◆ **ESTRATTO FORNITO**:

"""

Penso che, ora, la cosa migliore sia che facciate delle domande che mi permetteranno di precisare questo o quel punto di quanto stavo cercando di dirvi.
 
Qual’è stata la reazione del Vaticano alla vostra decisione?

Quando siamo divenuti ortodossi la reazione dello stesso Vaticano e degli uffici legati ad esso è stata assai ostile. Da allora in quella direzione abbiamo incontrato difficoltà. Ad esempio, quando siamo divenuti ortodossi in Francia c’era un’organizzazione cattolica che pagava delle borse di studio per studenti greci o di altri paesi ortodossi, per sostenerli all’Istituto san Sergio di studi ortodossi a Parigi. Ebbene, quando siamo divenuti ortodossi hanno soppresso tre borse di studio all’Istituto san Sergio. Noi stessi siamo stati obbligati a lasciare il piccolo monastero che avevamo costruito con le nostre mani e andare altrove. Oggi mi è ancora difficile pubblicare un libro presso un editore francese perché l’editore teme sempre che vi siano reazioni negative da parte delle autorità cattoliche e che il libro non si possa vendere. Tuttavia questa opposizione giunge da certi vescovi, da certi ambienti del Vaticano mentre, contrariamente, dai semplici fedeli cattolici, da comunità monastiche cattoliche, come la comunità nella quale io stesso appartenevo, ci sono ottime relazioni. Il superiore del monastero cattolico da me conosciuto disse, ad un visitatore che gli parlava del nostro ingresso nell’Ortodossia, “Non solo non rimprovero padre Placide d’essere divenuto ortodosso ma qualche volta mi chiedo se non sia lui ad avere ragione”. In molti ambienti cattolici francesi esiste una simpatia e, a volte, una specie di nostalgia verso l’Ortodossia. Non hanno una coscienza viva delle difficoltà dogmatiche esistenti tra Cattolicesimo e Ortodossia, non pensano di divenire ortodossi, ma nonostante ciò, penso esista un germe che più avanti potrà svilupparsi.

"""

◆ **DATI ESTRATTI**:
"""

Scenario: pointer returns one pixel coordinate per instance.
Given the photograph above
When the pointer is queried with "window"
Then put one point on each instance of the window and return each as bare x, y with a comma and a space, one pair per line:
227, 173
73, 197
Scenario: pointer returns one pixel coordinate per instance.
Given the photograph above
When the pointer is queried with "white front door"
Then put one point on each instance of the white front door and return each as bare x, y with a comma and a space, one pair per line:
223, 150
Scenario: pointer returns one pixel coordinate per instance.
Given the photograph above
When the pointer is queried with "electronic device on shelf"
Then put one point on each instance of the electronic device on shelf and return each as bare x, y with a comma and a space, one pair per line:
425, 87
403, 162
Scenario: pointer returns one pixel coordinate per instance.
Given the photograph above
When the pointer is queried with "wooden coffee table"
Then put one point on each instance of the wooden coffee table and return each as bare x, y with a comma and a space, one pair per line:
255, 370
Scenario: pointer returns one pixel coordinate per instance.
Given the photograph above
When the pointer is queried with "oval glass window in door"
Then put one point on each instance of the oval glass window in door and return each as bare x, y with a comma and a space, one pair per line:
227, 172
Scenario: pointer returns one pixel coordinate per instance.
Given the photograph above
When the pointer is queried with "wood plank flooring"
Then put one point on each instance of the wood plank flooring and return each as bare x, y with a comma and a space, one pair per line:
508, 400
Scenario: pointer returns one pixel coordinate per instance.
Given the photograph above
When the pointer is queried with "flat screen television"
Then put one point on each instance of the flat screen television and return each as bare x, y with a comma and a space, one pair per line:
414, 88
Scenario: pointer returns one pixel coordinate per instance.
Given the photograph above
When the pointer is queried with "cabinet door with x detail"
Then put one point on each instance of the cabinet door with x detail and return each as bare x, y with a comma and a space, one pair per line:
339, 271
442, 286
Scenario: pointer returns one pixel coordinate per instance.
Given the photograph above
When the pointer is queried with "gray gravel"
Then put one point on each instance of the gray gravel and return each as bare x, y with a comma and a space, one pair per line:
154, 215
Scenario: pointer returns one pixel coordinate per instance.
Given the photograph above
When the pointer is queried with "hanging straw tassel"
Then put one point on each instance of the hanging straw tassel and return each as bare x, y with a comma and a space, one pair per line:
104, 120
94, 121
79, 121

"""

◆ **CONSEGNA**: Riprenda il testo sull'ingresso nell'Ortodossia e sulla reazione del Vaticano, proseguendolo dopo la sua ultima frase.

◆ **RISPOSTA**:
 
Potete condividere con noi il ricordo dei due grandi gerondes, padre Efrem e padre Paisios, da voi incontrati?
 
Sarebbe troppo lungo descriverlo dettagliatamente. Mi ricordo, in particolare, di un incontro con padre Paisios quando ci preparavamo a divenire ortodossi. Esposi a padre Paisios le ragioni che ci spingevano a divenire ortodossi e le ragioni che vi si opponevano. Padre Paisios rispose a tutto questo con delle ragioni estremamente chiare e precise, con un grande rigore unita ad una grande bontà. Sentendolo pensavo ad un’espressione di san Gregorio il Teologo secondo la quale il discorso del prete o del padre spirituale dev’essere contemporaneamente tranciante, come una spada, e attraente come un magnete. Questo è il ricordo dell’incontro con il padre Paissios. Riguardo a papa Efrem ho conservato un ricordo realmente luminoso. Si può dire che l’amore di Dio per noi traspariva visibilmente e sensibilmente attraverso di lui.
 
Quali sono le ragioni spirituali che vi hanno spinto a rivolgervi all’Ortodossia?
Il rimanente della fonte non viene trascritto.